ЗАДАНИЕ A:
Верните без изменений строки листинга, от строки со словами «Please identify the snow-covered treetop» до конца листинга включительно.

ТЕКСТ ДЛЯ ЧТЕНИЯ:
+--
Есть еще один риск, тоже фундаментальный. Он связан с тем, что мы живем в мультиреальности сейчас. То есть ,мы живем не в виртуальной реальность, не в физической, а они переплелись непостижимым образом и переходят одна в другую. Это вы можете видеть на улице, на пешеходном переходе – подросток идет, втыкаясь в смартфон и только краем глаза смотрит, есть машина или нет.

А. Милкус:

- Или вообще не смотрит.

И. Ашманов:

- Да. На самом деле это виртуальная реальность, переходящая в физическую, она сейчас у нас начала переходить туда очень легко и начали возникать истории с развиртуализацией. Поссорились в чатике – убили в реальной жизни. Таких историй уже очень много, когда выясняется, что человека сейчас найти очень просто, все данные уже украдены, разыскать человека, пробить, что называется, легко, и есть люди, которые не выносят оскорблений в реальной жизни. И таких переходов из виртуальности в реальность очень много. Написал какой-то пост, вдруг оказывается, что теперь тебя не возьмут в вуз, потому что к тебе пришли из полиции – у тебя есть привод и в военный вуз ты точно не попадешь. Да и в обычный можешь не попасть. И так далее. То есть, за слова начинают люди отвечать. Раньше казалось, что в интернете можно писать все, что угодно. Можно оскорблять кого угодно, ты под ником, тебя не тронут – и это на самом деле иллюзия. То есть, надо понимать, что, если тебя будут искать спецслужбы по какому-то поводу за пропаганду, за угрозы, за оскорбления, то найдут обязательно. Но и обычные люди сейчас в состоянии вот этот сеанс развиртуализации устроить достаточно легко.

И самый основный риск, опять же не связанный ни с контентом, ни с платформой – это риск для будущего. То есть, подросток думает, что… ну, он даже не думает, как правило, он живет такой жизнью, как он живет сейчас, у него мгновенное состояние такое, и он не думает, что в будущем, через пять лет буквально, когда он кончит школу, поступит куда-то или еще что-то, женится, возможно, он будет абсолютно другой человек, и то, что он писал, говорил, постил фотки или видео пять лет назад, может в определенный момент извернуться и укусить его за заднюю филейную часть. Например, у нас есть несколько случаев, когда… у нас есть компании, которые занимаются исправлением репутации в Сети, но там есть нехорошие случаи, когда люди приходят, плачут, говорят, что я другой человек, я там вышла замуж, а у меня там пьяные фотки с раздеванием на вписке, они не только не удаляются, но какие-то доброжелатели все время присылают их жениху, потом мужу и т.д. И выясняется, что, как ты ни бейся, эти фотки удалить уже нельзя. Потому что, например, они лежат на мертвых хостингах, где уже и хозяев-то нет, тем не менее, доступны. И таких случаев много. Вот недавно совсем был разговор – кто-то играл на раздевание где-то в карты и как теперь удалить, непонятно. В общем, в определенный момент приходится сказать – ну, ладно, что делать. И таких случаев может быть много. Могут быть высказывания какие-то ужасные и т.д. То есть, на свое будущее сейчас можно повлиять, а интернет это такая машина времени абсолютно безжалостная, которая просто ничего не забывает. Но она знает только то в основном, что мы сами о себе ей сообщаем.
+--
ЗАДАНИЕ B:
Перепечатайте дословно фрагмент текста о рисках интернета между «Есть еще один» и «машина или нет.» включительно.

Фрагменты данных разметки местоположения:
+--
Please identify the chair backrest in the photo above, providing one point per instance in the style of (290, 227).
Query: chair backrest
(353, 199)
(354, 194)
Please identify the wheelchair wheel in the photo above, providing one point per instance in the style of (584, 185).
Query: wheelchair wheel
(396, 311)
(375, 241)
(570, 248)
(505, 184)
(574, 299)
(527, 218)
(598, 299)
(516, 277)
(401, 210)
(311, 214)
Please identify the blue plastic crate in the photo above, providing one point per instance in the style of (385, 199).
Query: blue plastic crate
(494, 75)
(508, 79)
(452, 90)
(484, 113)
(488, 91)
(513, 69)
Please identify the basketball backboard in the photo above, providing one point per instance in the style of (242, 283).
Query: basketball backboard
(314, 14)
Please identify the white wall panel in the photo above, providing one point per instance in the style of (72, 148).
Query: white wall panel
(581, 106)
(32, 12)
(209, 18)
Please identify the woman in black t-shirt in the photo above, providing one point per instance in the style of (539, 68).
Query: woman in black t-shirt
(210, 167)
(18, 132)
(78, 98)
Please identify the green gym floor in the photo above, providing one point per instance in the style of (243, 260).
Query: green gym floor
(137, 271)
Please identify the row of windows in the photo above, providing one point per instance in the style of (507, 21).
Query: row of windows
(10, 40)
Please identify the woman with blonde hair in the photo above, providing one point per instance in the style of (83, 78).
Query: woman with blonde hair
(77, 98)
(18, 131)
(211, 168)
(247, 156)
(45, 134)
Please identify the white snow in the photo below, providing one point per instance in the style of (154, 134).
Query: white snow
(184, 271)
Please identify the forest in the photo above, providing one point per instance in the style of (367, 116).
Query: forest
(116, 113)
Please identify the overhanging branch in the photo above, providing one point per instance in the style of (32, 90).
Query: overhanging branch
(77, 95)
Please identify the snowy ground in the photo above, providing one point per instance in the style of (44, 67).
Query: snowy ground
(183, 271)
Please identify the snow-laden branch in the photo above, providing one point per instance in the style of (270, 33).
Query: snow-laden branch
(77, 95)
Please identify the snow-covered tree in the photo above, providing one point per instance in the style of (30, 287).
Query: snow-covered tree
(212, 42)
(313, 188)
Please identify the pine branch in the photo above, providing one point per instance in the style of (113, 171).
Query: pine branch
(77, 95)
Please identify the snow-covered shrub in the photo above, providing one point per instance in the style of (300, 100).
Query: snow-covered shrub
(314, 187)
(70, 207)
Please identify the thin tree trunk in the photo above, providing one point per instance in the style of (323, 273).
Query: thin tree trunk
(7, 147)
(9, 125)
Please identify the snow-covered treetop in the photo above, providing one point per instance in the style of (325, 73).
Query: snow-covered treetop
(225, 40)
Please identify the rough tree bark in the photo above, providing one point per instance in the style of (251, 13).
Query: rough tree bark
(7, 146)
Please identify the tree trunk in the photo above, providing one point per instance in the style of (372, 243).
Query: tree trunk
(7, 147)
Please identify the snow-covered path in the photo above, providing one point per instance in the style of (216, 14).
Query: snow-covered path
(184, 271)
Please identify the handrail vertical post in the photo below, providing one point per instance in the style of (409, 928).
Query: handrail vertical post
+--
ИТОГОВЫЙ ОТВЕТ A:
Please identify the snow-covered treetop in the photo above, providing one point per instance in the style of (325, 73).
Query: snow-covered treetop
(225, 40)
Please identify the rough tree bark in the photo above, providing one point per instance in the style of (251, 13).
Query: rough tree bark
(7, 146)
Please identify the tree trunk in the photo above, providing one point per instance in the style of (372, 243).
Query: tree trunk
(7, 147)
Please identify the snow-covered path in the photo above, providing one point per instance in the style of (216, 14).
Query: snow-covered path
(184, 271)
Please identify the handrail vertical post in the photo below, providing one point per instance in the style of (409, 928).
Query: handrail vertical post

ИТОГОВЫЙ ОТВЕТ B:
Есть еще один риск, тоже фундаментальный. Он связан с тем, что мы живем в мультиреальности сейчас. То есть ,мы живем не в виртуальной реальность, не в физической, а они переплелись непостижимым образом и переходят одна в другую. Это вы можете видеть на улице, на пешеходном переходе – подросток идет, втыкаясь в смартфон и только краем глаза смотрит, есть машина или нет.